◆ **ЗАДАЧИ**:
**A)** В каком году, согласно отрывку, умерла бабушка Устинья Яковлевна?
**B)** Соответствуют ли отрывку следующие утверждения: (i) у бабушки было девять детей; (ii) бабушка была грамотной; (iii) утром дед увидел, что печь растоплена? На каждое ответьте «да» или «нет» и приведите решающие слова отрывка в точной цитате.
##### ИСХОДНЫЙ ОТРЫВОК #####
Тот день и стал поворотными в моём личном форматировании.

А если точнее, то точкой отсчёта форматирования стала следующая мысль, возникшая само-собой в голове моей, как реакция чего-то там в оной на матюги суточников:

– Интересно, а каковы будут последствия душе этого дедка из-за сквернословия арестантов?

И следом:

– А насколько моя личная брезгливость, вызванная созерцанием этого «натюрморта», что в протоколе трупом именуется, да усиленная тягчайшими позывами тошноты станет отягчающим фактором для посмертия сварившегося дедка?

Ну и пришёл к неким выводам.

Вот.

На том вступление заканчиваю и перехожу к рассказу о том, как нормальные люди в мир иной уходят. Нормальные добрые люди. На трёх примерах ухода сородичей.

Итак.

 

Бабушка

В один из осенних дней 1990 году умерла моя бабушка Устинья Яковлевна, “лучше всех”, как потом говорили односельчане.

Накануне дед и бабка повечеряли, похвалив день прошедший и обсудив труды на грядущий. Затем бабка как обычно помолилась Богу, вознеся хвалы и благодарности и за родителей, своих и дедовых, и за их родителей, что на погосте сельском недалече друг от друга улеглись, и за себя, неграмотную мать-героиню, и за деда, коммуниста и кавалера ордена Славы с инвалидностью 1-й группы до кучи, и за высшее и техническое образование девяти детей своих, в упоротом атеизме строивших СССР от Таллинна с Калининградом и до Хабаровска с Петропавловском-Камчатским, и за пятнадцать внуков-комсомольцев, что от перестройки ждали и дождались перестрелки, и за две дюжины правнуков, октябрят и пионеров, не ведавших, что комсомольцами им не быть, и ещё много за что. А дед в это время тишком и ещё стаканчик водочки откушал. Ну и спать улеглись.

По-утру дед проснулся в холодном недоумении: печь не топлена, яишница не шкворчит, бабка спать продолжает. Ну и похромал от своего дивана к кровати её, пожурить. Тряс-тряс, тряс-тряс, да и не растряс. Та даже глаз не приоткрыла. Лежит, дышит, но не шевелится.
##### ЗАПИСАННЫЕ ДАННЫЕ #####
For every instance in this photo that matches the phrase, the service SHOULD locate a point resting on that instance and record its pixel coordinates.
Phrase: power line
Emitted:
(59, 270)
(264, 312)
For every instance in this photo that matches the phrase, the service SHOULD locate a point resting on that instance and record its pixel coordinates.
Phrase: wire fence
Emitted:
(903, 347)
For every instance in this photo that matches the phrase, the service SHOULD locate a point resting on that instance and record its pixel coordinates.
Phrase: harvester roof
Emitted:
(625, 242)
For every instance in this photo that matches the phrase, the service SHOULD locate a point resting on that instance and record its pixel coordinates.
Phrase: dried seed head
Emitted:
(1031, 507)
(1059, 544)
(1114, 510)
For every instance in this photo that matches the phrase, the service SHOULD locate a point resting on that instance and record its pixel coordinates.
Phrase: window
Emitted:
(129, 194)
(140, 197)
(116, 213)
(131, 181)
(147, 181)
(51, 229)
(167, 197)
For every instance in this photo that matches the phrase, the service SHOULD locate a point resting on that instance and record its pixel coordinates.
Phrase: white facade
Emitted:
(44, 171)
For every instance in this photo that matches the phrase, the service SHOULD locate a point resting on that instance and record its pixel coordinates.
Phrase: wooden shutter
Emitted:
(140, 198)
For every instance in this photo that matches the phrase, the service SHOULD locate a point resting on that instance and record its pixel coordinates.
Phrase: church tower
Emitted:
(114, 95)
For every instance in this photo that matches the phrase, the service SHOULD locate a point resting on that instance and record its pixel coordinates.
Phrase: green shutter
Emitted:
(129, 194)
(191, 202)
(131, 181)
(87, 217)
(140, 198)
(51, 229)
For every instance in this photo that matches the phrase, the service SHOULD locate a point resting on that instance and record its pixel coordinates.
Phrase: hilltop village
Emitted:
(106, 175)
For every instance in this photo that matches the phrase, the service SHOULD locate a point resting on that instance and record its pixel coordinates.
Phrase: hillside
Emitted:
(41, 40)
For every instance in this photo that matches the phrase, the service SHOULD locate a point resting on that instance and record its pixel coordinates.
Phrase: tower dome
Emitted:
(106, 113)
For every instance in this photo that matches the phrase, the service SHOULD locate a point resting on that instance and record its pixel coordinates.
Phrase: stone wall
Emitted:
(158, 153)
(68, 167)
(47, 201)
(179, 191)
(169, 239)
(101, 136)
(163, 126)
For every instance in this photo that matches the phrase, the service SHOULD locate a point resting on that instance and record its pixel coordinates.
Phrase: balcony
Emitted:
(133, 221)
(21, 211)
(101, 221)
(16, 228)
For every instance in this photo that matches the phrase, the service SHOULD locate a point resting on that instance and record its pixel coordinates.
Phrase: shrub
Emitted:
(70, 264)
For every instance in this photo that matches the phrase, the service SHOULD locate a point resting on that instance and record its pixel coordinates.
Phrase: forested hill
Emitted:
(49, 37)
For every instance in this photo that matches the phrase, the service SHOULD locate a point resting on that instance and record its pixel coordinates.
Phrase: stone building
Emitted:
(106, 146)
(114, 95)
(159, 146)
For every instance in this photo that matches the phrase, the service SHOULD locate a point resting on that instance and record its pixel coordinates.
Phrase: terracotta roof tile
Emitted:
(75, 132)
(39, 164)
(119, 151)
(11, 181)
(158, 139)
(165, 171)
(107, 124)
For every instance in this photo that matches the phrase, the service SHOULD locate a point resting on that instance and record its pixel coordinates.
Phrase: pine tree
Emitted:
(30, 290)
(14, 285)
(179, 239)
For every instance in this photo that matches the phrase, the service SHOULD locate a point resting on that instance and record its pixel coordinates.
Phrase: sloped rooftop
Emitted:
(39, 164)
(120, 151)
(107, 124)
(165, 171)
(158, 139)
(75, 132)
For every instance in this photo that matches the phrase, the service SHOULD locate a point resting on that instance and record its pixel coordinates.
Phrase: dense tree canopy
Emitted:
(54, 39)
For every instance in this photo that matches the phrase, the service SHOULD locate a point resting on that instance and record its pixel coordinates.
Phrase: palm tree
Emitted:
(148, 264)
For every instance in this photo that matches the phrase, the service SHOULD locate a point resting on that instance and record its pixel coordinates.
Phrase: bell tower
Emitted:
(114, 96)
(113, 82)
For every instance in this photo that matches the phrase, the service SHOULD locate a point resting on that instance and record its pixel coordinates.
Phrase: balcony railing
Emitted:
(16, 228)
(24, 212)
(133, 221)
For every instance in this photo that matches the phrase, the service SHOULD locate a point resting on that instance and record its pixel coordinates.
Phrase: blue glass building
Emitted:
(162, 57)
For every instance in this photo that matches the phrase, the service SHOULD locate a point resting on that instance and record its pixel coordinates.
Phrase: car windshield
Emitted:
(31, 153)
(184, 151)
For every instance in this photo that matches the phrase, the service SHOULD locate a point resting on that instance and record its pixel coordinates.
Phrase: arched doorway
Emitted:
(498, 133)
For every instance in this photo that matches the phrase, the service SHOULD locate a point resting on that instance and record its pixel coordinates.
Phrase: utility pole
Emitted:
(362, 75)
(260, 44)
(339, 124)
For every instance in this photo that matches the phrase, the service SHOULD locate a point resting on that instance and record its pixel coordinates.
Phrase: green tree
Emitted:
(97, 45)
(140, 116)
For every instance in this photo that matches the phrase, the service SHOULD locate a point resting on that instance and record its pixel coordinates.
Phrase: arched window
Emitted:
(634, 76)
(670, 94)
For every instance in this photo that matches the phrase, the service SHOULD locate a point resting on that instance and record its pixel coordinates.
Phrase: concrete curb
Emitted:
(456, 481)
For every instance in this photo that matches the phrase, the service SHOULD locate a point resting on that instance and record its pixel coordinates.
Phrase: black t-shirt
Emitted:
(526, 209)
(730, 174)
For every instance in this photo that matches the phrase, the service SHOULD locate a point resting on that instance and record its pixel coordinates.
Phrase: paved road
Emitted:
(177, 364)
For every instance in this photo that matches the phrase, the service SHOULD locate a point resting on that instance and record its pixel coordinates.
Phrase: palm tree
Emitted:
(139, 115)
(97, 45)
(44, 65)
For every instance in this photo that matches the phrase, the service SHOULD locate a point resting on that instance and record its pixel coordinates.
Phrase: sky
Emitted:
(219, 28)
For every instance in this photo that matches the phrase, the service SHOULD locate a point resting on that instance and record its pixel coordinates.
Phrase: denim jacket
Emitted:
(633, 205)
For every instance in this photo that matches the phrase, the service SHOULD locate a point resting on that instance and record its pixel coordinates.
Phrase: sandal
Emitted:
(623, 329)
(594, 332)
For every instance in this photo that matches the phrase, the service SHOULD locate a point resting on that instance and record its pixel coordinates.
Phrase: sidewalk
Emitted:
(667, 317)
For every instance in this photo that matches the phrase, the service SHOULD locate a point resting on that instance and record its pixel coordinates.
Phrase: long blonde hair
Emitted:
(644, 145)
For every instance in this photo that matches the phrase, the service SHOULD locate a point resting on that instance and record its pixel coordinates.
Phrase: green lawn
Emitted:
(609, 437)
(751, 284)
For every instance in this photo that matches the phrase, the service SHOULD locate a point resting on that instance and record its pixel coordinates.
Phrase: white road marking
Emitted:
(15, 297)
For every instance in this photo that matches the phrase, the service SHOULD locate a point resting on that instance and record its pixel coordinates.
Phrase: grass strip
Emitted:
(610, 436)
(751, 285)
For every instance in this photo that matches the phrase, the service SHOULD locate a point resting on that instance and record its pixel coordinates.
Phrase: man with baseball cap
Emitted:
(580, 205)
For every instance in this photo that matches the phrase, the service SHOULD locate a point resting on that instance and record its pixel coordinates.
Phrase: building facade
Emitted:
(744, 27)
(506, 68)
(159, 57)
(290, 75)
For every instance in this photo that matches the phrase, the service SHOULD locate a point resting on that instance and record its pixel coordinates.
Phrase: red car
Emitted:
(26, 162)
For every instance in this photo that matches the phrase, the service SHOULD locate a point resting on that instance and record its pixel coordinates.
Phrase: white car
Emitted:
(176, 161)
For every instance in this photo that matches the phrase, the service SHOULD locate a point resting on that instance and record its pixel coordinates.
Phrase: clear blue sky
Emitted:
#####
◆ **РАЗБОР РЕШЕНИЙ**:
**A)** В 1990 году.

**B)**
(i) Да: «за высшее и техническое образование девяти детей своих».
(ii) Нет: «неграмотную мать-героиню».
(iii) Нет: «печь не топлена».